# START OF SUPPLIED RECORDS

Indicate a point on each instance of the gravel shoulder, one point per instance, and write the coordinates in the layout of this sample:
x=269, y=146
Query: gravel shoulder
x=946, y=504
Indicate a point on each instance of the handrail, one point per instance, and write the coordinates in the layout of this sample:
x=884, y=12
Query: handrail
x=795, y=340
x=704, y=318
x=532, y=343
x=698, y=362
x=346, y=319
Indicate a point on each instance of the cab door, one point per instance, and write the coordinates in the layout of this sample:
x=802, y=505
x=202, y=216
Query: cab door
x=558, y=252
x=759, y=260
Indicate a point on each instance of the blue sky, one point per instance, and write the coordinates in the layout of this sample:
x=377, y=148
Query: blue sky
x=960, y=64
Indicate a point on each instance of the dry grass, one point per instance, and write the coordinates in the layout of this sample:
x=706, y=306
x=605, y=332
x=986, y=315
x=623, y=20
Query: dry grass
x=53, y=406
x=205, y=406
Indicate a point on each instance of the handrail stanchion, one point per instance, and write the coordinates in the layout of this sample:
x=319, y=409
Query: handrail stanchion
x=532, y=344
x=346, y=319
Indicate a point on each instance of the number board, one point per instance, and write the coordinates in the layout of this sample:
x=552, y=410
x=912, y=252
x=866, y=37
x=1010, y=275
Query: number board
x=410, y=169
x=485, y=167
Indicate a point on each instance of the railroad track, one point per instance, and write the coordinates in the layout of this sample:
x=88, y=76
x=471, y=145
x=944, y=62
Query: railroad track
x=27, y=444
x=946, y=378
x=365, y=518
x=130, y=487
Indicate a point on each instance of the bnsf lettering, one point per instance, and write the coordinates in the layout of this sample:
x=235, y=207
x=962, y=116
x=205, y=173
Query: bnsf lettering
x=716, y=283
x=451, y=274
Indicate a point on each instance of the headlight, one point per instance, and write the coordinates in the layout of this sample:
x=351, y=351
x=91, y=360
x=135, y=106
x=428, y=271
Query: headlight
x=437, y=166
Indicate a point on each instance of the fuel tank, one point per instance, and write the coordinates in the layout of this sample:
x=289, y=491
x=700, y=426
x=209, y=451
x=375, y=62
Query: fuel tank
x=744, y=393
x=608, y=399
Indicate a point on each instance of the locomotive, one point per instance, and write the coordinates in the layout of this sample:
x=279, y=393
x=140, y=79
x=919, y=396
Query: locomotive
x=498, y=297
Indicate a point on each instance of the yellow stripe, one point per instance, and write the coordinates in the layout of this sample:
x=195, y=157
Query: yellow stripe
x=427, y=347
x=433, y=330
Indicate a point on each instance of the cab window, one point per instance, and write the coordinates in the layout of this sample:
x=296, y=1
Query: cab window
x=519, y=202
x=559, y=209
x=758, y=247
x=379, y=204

# END OF SUPPLIED RECORDS

PROBLEM:
Lay out every line of the data above as a Markdown table with two columns, No. and Text. Number the rows in order and skip any blank lines.

TASK SOLUTION:
| No. | Text |
|---|---|
| 1 | Indicate a point on each instance of the gravel shoulder, one point per instance, and write the coordinates in the layout of this sample: |
| 2 | x=269, y=146 |
| 3 | Query: gravel shoulder |
| 4 | x=946, y=504 |
| 5 | Indicate a point on each instance of the handrail, one point per instance, and write the coordinates in the layout of this sample: |
| 6 | x=884, y=12 |
| 7 | Query: handrail |
| 8 | x=795, y=340 |
| 9 | x=704, y=318 |
| 10 | x=532, y=343 |
| 11 | x=698, y=362 |
| 12 | x=346, y=319 |
| 13 | Indicate a point on each instance of the cab door, one point per instance, and write the coordinates in the layout of this sample: |
| 14 | x=802, y=505 |
| 15 | x=202, y=216 |
| 16 | Query: cab door |
| 17 | x=558, y=252 |
| 18 | x=759, y=260 |
| 19 | Indicate a point on each instance of the blue sky, one point per instance, and write the coordinates in the layout of this sample: |
| 20 | x=377, y=148 |
| 21 | Query: blue sky |
| 22 | x=960, y=64 |
| 23 | Indicate a point on each instance of the dry grass, one point per instance, and write the coordinates in the layout of this sample: |
| 24 | x=706, y=306 |
| 25 | x=605, y=332 |
| 26 | x=986, y=315 |
| 27 | x=623, y=20 |
| 28 | Query: dry grass |
| 29 | x=53, y=406 |
| 30 | x=205, y=406 |
| 31 | Indicate a point on each instance of the handrail stanchion, one point per instance, and write the coordinates in the layout of this sample: |
| 32 | x=319, y=409 |
| 33 | Query: handrail stanchion |
| 34 | x=532, y=344 |
| 35 | x=346, y=319 |
| 36 | Indicate a point on each instance of the number board, one point per instance, and write the coordinates in the layout of this sample: |
| 37 | x=552, y=410 |
| 38 | x=912, y=252 |
| 39 | x=866, y=37 |
| 40 | x=1010, y=275 |
| 41 | Query: number board |
| 42 | x=410, y=169 |
| 43 | x=485, y=167 |
| 44 | Indicate a point on each instance of the railroad track, one point per instance, and write the coordinates in the layout of this sample: |
| 45 | x=88, y=76 |
| 46 | x=471, y=145 |
| 47 | x=944, y=62 |
| 48 | Query: railroad track |
| 49 | x=27, y=444 |
| 50 | x=946, y=378 |
| 51 | x=365, y=518 |
| 52 | x=130, y=487 |
| 53 | Indicate a point on each instance of the bnsf lettering, one point per instance, and write the coordinates in the layout of this sample: |
| 54 | x=235, y=207 |
| 55 | x=962, y=116 |
| 56 | x=205, y=173 |
| 57 | Query: bnsf lettering |
| 58 | x=716, y=283 |
| 59 | x=451, y=274 |
| 60 | Indicate a point on each instance of the headlight, one point per instance, and write the coordinates in the layout of this sample: |
| 61 | x=351, y=351 |
| 62 | x=91, y=360 |
| 63 | x=135, y=106 |
| 64 | x=428, y=271 |
| 65 | Query: headlight |
| 66 | x=437, y=166 |
| 67 | Indicate a point on each instance of the fuel tank, one point per instance, and write the coordinates in the layout of this sample: |
| 68 | x=289, y=491 |
| 69 | x=700, y=426 |
| 70 | x=209, y=451 |
| 71 | x=375, y=62 |
| 72 | Query: fuel tank |
| 73 | x=744, y=393 |
| 74 | x=608, y=399 |
| 75 | Indicate a point on each instance of the locomotive, one point per instance, and write the coordinates in the layout of this sample: |
| 76 | x=279, y=393 |
| 77 | x=140, y=79 |
| 78 | x=919, y=396 |
| 79 | Query: locomotive |
| 80 | x=498, y=297 |
| 81 | Indicate a point on each instance of the yellow stripe, one point per instance, and write the coordinates in the layout of this sample: |
| 82 | x=195, y=157 |
| 83 | Query: yellow stripe |
| 84 | x=427, y=347 |
| 85 | x=433, y=330 |
| 86 | Indicate a point on each instance of the cab window, one point per instance, and write the coordinates in the layout of this sample: |
| 87 | x=296, y=1 |
| 88 | Query: cab window |
| 89 | x=519, y=202 |
| 90 | x=559, y=209 |
| 91 | x=758, y=247 |
| 92 | x=379, y=204 |